→ **Reading passage**
__________
Q: So why does that preclude it from being a disease?
A: At the heart of the notion of behavioural disease is the idea of compulsivity, by which people mean it’s beyond the influence of reward, punishment, expectations, cultural values, personal values. Alan Leshner [the former head of the National Institute on Drug Abuse] says drug use starts off as voluntary and becomes involuntary. But the epidemiological evidence suggests otherwise. When you read the biographical information, you see individual drug addicts [who’ve quit] saying, “Well, it was a question of getting high on cocaine or putting food on the table for my kids.” Or, “My life was getting out of control.” Or, in the case of William S. Burroughs, “The cheques from my parents stopped coming.”
Q: How, then, did the idea that addiction is a disease governed by uncontrollable compulsion take root?
A: The first people to call addiction a disease were members of the 17th-century clergy. They were looking at alcoholism and they didn’t describe it as sin or as crime. I have a theory as to why they thought this—and why we think it even today. It’s this problem we have with the idea that individuals can voluntarily do themselves harm. It just doesn’t make sense to us. Why wouldn’t you stop? In the medical world, in economics, in psychology and in the clergy, they really have no category for this, no way of explaining behaviour that is self-destructive and also voluntary. The two categories available to them are “sick” or “bad.”
__________
Referring expression data
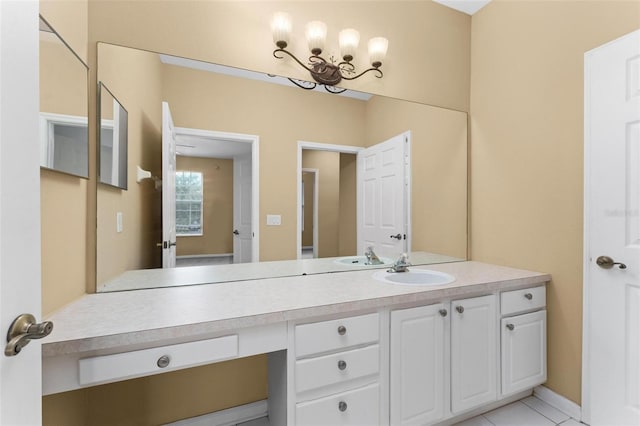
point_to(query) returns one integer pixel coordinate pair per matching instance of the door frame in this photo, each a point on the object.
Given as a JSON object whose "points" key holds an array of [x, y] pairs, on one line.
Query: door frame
{"points": [[20, 258], [254, 140], [316, 198], [343, 149]]}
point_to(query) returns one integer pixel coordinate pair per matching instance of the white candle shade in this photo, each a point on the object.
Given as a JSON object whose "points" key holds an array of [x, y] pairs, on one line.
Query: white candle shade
{"points": [[349, 40], [316, 36], [281, 28], [377, 50]]}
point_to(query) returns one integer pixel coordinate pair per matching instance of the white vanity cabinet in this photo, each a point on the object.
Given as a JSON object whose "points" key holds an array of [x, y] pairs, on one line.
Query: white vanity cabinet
{"points": [[336, 372], [474, 360], [523, 339], [417, 369]]}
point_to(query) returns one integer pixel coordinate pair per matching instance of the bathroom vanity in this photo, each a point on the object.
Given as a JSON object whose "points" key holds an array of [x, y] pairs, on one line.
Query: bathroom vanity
{"points": [[344, 348]]}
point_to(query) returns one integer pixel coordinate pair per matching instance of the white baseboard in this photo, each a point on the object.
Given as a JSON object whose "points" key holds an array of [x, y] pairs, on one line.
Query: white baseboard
{"points": [[228, 417], [558, 401]]}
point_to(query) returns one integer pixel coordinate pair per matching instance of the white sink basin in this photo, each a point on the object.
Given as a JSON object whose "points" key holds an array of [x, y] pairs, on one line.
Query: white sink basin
{"points": [[414, 277], [361, 261]]}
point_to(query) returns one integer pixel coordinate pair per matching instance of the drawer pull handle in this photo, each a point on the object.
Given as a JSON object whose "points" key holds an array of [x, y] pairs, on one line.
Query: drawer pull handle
{"points": [[164, 361]]}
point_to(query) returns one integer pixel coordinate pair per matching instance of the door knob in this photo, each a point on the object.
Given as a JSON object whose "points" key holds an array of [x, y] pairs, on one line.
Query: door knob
{"points": [[22, 330], [606, 262]]}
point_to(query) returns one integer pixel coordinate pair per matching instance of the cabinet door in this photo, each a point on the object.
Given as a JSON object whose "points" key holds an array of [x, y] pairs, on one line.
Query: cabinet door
{"points": [[417, 365], [473, 352], [524, 349]]}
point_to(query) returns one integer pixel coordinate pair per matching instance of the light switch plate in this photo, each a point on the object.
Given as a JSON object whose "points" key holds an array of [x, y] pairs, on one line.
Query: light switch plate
{"points": [[274, 219]]}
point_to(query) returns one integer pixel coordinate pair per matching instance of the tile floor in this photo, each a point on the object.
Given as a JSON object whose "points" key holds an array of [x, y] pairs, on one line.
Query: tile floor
{"points": [[527, 412]]}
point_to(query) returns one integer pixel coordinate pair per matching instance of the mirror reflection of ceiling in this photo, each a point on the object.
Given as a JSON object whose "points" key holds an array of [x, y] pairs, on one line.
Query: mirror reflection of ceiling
{"points": [[281, 117]]}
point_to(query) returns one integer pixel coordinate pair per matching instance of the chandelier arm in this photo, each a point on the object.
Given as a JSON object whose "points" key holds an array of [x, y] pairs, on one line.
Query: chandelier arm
{"points": [[301, 86], [376, 70], [334, 89], [293, 56]]}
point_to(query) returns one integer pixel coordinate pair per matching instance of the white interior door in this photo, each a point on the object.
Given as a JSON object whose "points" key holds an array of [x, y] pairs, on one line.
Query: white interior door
{"points": [[383, 197], [612, 220], [168, 189], [242, 214], [21, 375]]}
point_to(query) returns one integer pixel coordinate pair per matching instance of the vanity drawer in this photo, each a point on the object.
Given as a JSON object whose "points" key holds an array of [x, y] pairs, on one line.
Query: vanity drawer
{"points": [[335, 368], [330, 335], [512, 302], [355, 407], [109, 368]]}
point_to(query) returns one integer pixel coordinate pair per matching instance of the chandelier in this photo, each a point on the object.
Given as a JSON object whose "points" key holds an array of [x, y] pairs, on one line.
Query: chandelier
{"points": [[328, 73]]}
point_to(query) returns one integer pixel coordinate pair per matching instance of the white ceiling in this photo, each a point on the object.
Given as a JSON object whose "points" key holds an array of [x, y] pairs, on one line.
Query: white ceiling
{"points": [[467, 6]]}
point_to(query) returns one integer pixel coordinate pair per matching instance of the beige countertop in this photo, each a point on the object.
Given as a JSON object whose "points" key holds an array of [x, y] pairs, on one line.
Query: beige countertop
{"points": [[208, 274], [105, 321]]}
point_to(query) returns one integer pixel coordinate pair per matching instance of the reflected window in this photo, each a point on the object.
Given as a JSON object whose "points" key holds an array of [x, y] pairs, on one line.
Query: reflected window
{"points": [[188, 203]]}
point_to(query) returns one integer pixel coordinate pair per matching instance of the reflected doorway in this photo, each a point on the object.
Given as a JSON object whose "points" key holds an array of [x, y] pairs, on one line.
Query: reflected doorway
{"points": [[228, 208], [327, 195]]}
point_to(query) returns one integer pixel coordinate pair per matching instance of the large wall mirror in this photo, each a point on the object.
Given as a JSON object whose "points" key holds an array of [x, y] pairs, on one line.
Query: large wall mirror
{"points": [[64, 131], [112, 157], [265, 171]]}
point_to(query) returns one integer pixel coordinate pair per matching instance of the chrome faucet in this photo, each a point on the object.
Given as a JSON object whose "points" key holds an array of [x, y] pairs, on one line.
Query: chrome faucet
{"points": [[372, 258], [401, 264]]}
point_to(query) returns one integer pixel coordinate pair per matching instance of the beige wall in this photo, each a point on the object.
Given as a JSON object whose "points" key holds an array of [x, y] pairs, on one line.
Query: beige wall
{"points": [[438, 170], [429, 44], [139, 91], [527, 151], [217, 213], [347, 238], [64, 225]]}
__________
→ **Description of the task**
Decide whether each statement below agrees with the interview on addiction. Answer yes or no for each, and quote the words from the interview that settle it.
(a) The first people to call addiction a disease were members of the 17th-century clergy.
(b) Alan Leshner holds that drug use starts off as involuntary and becomes voluntary.
(c) The speaker says the epidemiological evidence supports Leshner's view.

→ **Task answer**
(a) Yes: "The first people to call addiction a disease were members of the 17th-century clergy."
(b) No: "drug use starts off as voluntary and becomes involuntary."
(c) No: "But the epidemiological evidence suggests otherwise."